◆ WRITTEN EXERCISE
Write out, character for character, the line containing "Target = jacket sleeve" and all lines after it up to the end of the listing.

◆ Records from a dataset
┌──

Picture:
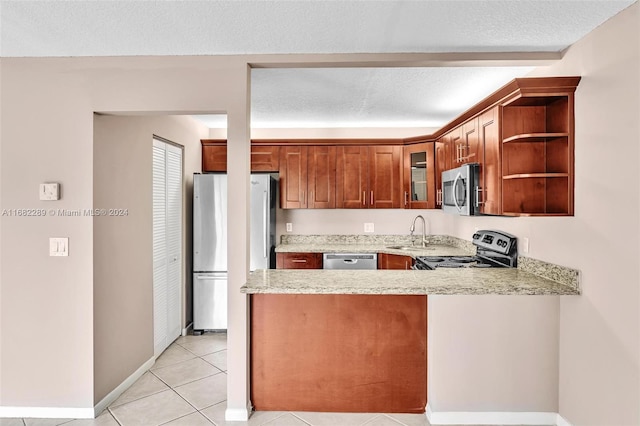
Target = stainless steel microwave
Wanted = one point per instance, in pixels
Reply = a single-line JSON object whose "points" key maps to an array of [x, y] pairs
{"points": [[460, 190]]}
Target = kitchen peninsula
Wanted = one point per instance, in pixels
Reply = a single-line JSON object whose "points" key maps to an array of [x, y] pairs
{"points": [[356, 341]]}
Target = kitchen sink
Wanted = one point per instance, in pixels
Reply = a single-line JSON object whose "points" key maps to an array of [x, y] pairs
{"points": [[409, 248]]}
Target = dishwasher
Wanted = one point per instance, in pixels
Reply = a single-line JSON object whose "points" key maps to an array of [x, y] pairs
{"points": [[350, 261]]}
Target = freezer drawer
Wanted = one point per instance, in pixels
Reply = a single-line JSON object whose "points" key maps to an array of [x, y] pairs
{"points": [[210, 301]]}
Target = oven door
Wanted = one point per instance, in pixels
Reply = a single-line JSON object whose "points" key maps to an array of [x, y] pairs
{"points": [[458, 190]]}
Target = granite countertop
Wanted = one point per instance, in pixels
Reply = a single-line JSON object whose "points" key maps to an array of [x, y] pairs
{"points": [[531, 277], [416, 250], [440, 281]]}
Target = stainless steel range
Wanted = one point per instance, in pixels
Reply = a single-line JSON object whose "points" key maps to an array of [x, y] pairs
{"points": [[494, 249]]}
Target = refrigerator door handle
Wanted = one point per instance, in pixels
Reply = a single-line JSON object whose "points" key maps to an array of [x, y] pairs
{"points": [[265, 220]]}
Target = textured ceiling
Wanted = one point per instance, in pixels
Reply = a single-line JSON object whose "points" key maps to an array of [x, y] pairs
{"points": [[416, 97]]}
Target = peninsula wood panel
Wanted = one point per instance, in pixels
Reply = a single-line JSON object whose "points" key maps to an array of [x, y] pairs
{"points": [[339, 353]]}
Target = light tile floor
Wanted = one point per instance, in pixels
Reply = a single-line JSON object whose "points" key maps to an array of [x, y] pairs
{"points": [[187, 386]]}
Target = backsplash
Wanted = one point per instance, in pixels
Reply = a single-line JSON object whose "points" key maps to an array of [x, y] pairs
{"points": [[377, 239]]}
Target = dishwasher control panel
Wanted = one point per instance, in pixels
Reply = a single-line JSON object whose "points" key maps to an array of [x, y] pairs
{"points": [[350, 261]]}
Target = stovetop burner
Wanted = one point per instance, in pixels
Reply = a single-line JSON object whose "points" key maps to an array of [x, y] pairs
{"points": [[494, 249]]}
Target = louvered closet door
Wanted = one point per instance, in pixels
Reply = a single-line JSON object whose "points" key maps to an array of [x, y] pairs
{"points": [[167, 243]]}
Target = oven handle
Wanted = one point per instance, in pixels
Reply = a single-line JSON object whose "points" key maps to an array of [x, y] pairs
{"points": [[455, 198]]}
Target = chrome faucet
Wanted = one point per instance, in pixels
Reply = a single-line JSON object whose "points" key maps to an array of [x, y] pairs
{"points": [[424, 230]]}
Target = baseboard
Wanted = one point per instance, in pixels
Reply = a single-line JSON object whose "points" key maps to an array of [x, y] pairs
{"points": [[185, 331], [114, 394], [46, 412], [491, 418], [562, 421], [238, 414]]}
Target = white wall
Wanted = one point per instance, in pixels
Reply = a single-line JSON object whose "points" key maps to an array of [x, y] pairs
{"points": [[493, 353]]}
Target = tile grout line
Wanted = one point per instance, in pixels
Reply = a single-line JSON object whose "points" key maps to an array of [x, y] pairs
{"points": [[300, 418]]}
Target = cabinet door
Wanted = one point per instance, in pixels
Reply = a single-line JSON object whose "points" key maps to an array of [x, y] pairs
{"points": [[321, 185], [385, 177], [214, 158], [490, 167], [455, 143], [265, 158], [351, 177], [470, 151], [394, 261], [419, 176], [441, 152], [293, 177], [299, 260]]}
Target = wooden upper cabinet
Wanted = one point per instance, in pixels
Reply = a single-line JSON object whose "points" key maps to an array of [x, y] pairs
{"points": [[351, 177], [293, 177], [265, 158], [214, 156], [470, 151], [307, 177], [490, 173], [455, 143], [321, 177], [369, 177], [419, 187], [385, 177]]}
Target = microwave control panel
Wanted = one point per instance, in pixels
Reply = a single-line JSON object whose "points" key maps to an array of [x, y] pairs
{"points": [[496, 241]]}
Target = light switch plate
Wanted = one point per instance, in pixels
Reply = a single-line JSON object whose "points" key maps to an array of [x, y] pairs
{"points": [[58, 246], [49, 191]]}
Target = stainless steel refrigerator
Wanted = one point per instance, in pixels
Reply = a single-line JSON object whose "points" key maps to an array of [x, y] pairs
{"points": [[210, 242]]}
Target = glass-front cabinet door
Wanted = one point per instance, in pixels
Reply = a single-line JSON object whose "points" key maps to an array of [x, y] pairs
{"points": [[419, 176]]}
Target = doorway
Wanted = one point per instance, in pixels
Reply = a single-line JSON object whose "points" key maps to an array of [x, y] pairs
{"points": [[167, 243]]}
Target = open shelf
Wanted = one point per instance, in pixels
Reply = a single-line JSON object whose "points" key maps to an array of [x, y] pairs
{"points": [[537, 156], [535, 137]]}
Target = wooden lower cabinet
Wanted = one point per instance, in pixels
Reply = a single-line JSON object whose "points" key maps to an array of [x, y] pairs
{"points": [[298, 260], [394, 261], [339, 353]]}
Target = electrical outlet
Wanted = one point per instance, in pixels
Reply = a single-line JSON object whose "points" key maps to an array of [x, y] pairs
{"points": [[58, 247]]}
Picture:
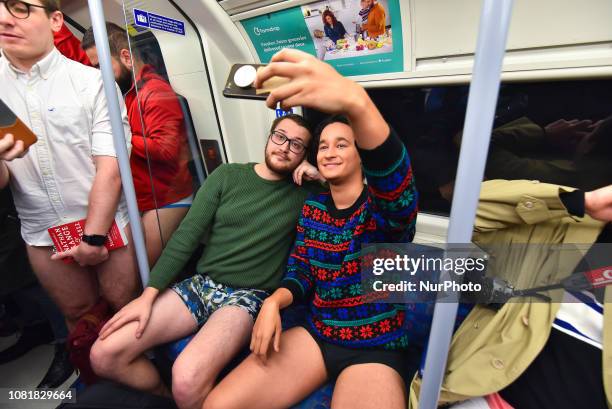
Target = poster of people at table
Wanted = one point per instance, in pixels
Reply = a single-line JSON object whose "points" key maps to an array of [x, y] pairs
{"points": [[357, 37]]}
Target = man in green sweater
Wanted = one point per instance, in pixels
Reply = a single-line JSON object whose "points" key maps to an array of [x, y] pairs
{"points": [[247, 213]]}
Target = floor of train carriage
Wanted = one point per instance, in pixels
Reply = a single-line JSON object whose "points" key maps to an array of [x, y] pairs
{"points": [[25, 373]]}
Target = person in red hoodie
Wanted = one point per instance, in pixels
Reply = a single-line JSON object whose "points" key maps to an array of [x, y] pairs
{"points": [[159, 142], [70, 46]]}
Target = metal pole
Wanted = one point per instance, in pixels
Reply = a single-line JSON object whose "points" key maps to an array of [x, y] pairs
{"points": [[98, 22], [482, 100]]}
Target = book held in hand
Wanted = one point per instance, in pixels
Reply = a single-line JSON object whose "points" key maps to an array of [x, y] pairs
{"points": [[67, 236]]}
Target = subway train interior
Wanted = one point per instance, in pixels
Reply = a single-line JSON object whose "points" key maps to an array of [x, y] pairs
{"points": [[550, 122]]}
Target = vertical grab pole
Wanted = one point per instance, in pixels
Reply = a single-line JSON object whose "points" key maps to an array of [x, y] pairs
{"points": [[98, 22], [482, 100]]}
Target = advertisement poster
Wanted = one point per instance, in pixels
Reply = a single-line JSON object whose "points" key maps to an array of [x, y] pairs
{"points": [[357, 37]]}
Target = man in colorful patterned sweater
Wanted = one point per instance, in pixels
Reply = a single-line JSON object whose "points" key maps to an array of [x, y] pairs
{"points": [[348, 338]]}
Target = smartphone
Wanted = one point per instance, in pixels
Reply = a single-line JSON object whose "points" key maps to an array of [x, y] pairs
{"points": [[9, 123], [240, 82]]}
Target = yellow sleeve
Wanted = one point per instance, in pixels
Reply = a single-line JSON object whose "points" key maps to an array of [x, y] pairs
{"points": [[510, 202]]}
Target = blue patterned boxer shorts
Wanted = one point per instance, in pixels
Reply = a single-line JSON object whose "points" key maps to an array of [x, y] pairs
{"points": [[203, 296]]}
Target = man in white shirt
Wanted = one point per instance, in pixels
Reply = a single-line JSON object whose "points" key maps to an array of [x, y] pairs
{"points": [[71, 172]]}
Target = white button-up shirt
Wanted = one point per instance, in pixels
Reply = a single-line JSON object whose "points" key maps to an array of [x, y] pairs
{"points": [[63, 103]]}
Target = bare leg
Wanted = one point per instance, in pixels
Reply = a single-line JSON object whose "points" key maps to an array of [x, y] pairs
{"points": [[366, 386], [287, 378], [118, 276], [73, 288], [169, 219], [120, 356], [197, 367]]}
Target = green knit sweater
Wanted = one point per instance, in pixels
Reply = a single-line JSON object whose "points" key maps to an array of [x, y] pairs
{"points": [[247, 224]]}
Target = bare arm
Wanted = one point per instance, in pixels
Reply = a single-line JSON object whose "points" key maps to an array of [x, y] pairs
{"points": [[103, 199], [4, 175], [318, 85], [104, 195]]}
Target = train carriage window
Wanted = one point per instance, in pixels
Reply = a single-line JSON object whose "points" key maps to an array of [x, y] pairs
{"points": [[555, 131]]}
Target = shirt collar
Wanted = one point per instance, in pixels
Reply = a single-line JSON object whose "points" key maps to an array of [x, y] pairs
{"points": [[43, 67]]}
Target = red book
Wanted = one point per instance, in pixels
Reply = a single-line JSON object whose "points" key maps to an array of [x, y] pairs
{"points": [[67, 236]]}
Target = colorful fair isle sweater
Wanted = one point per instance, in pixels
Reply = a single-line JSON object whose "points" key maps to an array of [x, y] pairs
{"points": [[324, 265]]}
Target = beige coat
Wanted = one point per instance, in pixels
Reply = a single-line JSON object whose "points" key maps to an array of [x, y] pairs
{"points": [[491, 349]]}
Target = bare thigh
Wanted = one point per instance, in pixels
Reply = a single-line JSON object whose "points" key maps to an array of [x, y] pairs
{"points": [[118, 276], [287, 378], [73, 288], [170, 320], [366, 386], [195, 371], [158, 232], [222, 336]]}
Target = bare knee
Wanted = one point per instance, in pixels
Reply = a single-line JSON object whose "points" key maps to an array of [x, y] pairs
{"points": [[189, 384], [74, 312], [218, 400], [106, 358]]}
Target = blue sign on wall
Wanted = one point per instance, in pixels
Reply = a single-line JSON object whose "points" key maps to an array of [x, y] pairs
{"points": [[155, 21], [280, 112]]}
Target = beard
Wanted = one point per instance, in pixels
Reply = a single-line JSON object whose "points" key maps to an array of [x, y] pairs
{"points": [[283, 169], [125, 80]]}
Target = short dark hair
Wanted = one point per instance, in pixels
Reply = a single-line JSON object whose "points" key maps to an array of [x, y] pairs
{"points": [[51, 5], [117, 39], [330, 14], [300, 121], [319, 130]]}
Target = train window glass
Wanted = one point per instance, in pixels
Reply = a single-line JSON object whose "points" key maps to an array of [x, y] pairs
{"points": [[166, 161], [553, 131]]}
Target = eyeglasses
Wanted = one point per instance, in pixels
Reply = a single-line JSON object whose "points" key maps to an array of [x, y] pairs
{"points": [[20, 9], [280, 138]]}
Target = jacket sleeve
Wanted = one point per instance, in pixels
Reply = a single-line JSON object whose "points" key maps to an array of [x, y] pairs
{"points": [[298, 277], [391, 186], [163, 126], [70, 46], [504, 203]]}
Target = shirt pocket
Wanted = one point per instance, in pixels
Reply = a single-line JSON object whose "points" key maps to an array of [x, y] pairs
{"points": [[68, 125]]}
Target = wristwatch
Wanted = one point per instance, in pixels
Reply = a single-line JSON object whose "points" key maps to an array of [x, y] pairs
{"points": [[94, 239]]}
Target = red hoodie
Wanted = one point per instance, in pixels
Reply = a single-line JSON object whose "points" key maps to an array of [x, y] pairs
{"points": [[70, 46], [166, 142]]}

└──

◆ ANSWER IN FULL
Target = jacket sleeve
Wanted = one point per instance, in pixels
Reply = a single-line JSON object whose "points" key maps to an array of [x, y] pairs
{"points": [[298, 277], [391, 186], [163, 126], [70, 46], [504, 203]]}
Target = shirt pocket
Wanted = one point per instance, in pixels
Reply = a single-line JSON object whose "points" key maps to an array of [x, y] pairs
{"points": [[68, 125]]}
Target = wristwatch
Wanted = one point per instance, in pixels
Reply = a single-line JSON object whose "points" key maps to an array of [x, y] pairs
{"points": [[94, 239]]}
Target = red hoodie
Wanted = one point per instance, in pixels
Reply = a single-line JSON object whose "points" key maps to an array of [x, y] pairs
{"points": [[70, 46], [166, 142]]}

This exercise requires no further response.